Format the stretch of the listing below from the line containing "Look at the picture above. You should locate green leaf" through the line containing "[61,289,76,299]" as a two-column CSV with the headers input and output. Put each text with its answer in one row, with each value in its own quoted field and line breaks replaced by spaces.

## start Records for this task

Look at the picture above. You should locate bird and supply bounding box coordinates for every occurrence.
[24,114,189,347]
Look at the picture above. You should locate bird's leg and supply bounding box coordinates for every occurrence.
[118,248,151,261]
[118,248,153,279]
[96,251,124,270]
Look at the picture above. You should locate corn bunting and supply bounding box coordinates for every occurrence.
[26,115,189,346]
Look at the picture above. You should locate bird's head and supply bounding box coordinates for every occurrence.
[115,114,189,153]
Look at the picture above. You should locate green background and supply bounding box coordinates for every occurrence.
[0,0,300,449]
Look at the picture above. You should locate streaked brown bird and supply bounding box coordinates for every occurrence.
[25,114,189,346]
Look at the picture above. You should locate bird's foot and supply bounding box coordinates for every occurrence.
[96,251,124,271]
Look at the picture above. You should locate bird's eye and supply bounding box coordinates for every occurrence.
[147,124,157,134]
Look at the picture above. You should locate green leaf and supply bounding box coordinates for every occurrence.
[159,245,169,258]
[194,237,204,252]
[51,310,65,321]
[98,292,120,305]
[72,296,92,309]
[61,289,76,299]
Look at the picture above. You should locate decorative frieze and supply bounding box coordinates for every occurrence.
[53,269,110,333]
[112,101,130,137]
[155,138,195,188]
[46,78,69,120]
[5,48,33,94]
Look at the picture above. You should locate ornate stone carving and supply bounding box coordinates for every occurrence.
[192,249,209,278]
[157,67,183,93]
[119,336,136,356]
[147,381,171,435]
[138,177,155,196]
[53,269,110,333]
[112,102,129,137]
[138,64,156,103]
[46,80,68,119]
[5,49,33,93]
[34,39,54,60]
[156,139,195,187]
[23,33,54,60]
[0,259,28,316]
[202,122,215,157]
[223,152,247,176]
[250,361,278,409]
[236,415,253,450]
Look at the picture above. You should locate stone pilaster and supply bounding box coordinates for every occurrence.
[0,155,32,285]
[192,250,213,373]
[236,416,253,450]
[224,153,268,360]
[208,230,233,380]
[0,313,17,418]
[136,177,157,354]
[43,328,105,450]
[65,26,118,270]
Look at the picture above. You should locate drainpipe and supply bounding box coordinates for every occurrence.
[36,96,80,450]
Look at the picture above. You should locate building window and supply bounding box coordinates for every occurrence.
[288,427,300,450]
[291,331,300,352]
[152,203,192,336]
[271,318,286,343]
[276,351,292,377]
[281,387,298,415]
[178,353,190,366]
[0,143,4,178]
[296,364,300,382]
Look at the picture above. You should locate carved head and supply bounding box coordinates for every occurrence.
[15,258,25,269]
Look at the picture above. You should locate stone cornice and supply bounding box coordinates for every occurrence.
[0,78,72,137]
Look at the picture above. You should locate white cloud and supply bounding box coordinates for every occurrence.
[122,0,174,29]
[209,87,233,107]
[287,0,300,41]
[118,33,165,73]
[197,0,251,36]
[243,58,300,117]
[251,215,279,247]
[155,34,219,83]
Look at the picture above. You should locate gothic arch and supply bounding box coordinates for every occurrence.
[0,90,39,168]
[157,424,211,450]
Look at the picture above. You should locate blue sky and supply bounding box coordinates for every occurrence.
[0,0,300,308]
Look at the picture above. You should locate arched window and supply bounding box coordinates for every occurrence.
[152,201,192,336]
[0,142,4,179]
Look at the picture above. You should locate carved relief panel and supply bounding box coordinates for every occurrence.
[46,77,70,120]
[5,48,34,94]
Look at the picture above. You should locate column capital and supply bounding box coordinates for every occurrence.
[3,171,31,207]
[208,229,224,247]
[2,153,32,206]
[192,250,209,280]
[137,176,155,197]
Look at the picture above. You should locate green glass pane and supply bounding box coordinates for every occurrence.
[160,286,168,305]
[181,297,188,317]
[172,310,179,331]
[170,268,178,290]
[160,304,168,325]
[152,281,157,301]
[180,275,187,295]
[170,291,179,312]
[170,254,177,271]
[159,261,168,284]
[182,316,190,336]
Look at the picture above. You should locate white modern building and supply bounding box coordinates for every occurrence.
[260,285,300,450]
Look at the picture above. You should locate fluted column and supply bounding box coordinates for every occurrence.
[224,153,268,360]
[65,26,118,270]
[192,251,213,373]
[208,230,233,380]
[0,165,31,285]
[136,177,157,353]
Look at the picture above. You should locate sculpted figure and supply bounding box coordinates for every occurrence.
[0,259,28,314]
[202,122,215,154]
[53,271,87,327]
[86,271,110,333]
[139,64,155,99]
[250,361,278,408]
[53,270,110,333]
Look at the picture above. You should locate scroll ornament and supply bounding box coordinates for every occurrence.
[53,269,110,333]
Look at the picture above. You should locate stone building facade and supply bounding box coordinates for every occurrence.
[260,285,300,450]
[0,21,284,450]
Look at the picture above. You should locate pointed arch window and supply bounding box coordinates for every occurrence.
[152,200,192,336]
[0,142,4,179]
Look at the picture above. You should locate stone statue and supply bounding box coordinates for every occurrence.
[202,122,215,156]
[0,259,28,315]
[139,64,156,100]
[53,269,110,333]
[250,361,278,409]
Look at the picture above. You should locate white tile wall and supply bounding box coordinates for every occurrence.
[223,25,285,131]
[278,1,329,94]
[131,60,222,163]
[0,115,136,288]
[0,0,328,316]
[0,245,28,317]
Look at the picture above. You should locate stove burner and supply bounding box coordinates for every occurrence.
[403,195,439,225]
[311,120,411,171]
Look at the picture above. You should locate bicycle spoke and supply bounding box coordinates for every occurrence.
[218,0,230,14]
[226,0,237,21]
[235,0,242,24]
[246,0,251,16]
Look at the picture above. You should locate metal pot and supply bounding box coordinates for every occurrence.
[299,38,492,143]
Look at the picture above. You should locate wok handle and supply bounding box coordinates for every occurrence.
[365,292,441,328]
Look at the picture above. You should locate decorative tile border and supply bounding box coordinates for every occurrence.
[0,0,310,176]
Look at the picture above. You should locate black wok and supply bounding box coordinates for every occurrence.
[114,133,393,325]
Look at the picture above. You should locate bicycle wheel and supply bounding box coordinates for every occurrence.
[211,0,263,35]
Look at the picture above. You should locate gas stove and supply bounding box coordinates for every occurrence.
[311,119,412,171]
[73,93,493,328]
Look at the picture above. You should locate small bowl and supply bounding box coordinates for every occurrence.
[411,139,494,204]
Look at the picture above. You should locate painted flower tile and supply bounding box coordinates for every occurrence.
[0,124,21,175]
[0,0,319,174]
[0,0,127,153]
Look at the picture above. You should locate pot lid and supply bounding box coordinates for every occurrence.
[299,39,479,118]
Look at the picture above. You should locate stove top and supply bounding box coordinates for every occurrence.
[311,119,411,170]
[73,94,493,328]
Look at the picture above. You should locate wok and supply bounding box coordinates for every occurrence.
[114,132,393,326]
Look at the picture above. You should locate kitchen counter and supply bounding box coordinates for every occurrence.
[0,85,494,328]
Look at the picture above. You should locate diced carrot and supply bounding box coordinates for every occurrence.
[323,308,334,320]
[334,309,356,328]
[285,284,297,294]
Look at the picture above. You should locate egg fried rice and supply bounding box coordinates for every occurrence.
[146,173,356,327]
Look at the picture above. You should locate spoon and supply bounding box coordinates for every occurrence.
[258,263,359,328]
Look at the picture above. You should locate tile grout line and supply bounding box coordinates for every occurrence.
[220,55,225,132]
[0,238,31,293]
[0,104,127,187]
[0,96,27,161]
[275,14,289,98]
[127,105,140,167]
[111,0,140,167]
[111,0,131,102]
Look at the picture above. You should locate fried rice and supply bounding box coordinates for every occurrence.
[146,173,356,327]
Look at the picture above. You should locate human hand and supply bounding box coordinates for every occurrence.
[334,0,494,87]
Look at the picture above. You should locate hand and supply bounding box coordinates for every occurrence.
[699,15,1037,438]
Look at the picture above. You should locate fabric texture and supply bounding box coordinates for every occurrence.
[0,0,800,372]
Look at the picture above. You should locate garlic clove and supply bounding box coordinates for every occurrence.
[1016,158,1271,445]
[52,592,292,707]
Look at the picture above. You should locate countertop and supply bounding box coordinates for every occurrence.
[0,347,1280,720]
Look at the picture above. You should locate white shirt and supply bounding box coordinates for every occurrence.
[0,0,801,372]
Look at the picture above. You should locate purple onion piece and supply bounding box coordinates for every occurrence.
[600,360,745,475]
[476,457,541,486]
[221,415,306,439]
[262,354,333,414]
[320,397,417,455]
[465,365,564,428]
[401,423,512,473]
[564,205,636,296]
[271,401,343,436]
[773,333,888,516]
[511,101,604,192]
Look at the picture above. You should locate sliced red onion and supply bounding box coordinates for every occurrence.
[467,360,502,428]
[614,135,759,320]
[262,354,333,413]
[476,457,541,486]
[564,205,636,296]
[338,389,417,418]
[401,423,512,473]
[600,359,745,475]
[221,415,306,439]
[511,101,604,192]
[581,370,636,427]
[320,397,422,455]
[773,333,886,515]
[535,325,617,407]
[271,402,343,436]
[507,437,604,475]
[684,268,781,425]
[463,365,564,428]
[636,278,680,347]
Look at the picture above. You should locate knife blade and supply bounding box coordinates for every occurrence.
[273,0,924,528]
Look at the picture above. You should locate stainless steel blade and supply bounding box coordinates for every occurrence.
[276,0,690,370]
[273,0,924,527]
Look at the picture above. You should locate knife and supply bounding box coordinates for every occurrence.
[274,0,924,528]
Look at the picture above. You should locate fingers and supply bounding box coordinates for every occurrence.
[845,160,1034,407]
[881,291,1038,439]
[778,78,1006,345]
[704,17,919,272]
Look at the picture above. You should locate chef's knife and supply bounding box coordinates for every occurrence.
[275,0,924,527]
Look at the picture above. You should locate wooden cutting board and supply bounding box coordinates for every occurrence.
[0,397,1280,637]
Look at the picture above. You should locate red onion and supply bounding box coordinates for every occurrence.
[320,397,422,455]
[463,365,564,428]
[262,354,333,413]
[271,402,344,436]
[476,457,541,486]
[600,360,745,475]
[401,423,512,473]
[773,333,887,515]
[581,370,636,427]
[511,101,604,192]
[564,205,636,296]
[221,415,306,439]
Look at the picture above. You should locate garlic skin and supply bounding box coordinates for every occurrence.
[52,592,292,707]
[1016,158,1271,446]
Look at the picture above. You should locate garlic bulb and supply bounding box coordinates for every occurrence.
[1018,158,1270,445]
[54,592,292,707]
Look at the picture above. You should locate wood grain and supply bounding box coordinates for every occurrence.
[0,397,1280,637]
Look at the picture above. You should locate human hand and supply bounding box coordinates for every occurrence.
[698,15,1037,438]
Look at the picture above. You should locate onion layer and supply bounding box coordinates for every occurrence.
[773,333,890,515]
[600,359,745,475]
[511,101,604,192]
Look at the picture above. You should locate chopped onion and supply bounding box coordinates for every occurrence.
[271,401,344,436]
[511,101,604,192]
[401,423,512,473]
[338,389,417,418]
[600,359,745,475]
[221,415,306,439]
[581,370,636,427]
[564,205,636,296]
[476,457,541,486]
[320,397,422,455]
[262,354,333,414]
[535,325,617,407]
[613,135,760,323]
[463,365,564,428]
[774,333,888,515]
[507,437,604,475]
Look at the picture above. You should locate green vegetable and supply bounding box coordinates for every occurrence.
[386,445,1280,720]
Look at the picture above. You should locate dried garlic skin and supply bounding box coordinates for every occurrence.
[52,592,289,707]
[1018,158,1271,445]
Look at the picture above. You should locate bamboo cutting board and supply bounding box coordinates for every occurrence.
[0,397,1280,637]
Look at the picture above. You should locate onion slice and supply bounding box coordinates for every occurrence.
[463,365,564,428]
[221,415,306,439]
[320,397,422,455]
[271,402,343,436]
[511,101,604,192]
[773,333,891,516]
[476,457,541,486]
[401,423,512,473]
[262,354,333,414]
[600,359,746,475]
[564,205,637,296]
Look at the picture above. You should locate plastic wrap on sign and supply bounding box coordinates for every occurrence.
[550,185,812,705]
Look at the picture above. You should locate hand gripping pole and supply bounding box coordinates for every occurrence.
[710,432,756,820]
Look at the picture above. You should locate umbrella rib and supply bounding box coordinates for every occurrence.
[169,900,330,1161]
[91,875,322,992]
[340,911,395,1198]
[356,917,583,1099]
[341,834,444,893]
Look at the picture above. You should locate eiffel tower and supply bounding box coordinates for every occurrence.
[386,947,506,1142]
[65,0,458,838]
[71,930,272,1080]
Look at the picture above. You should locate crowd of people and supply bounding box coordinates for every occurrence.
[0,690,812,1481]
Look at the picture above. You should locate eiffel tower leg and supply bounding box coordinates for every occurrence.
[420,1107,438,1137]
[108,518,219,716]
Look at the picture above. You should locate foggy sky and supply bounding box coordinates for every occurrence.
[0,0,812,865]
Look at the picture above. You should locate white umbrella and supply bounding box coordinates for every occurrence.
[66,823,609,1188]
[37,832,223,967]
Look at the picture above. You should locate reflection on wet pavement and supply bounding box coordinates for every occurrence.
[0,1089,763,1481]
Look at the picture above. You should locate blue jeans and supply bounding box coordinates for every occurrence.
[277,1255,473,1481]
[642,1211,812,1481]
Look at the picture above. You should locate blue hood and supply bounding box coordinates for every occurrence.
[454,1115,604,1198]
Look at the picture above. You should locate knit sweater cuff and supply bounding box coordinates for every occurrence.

## end Records for this task

_Answer_.
input,output
"Look at the picture above. You should locate green leaf and supply bounding box coordinates for every occurrence.","[159,245,169,258] [194,237,204,252] [51,310,65,321] [98,292,120,305] [72,296,92,309] [61,289,76,299]"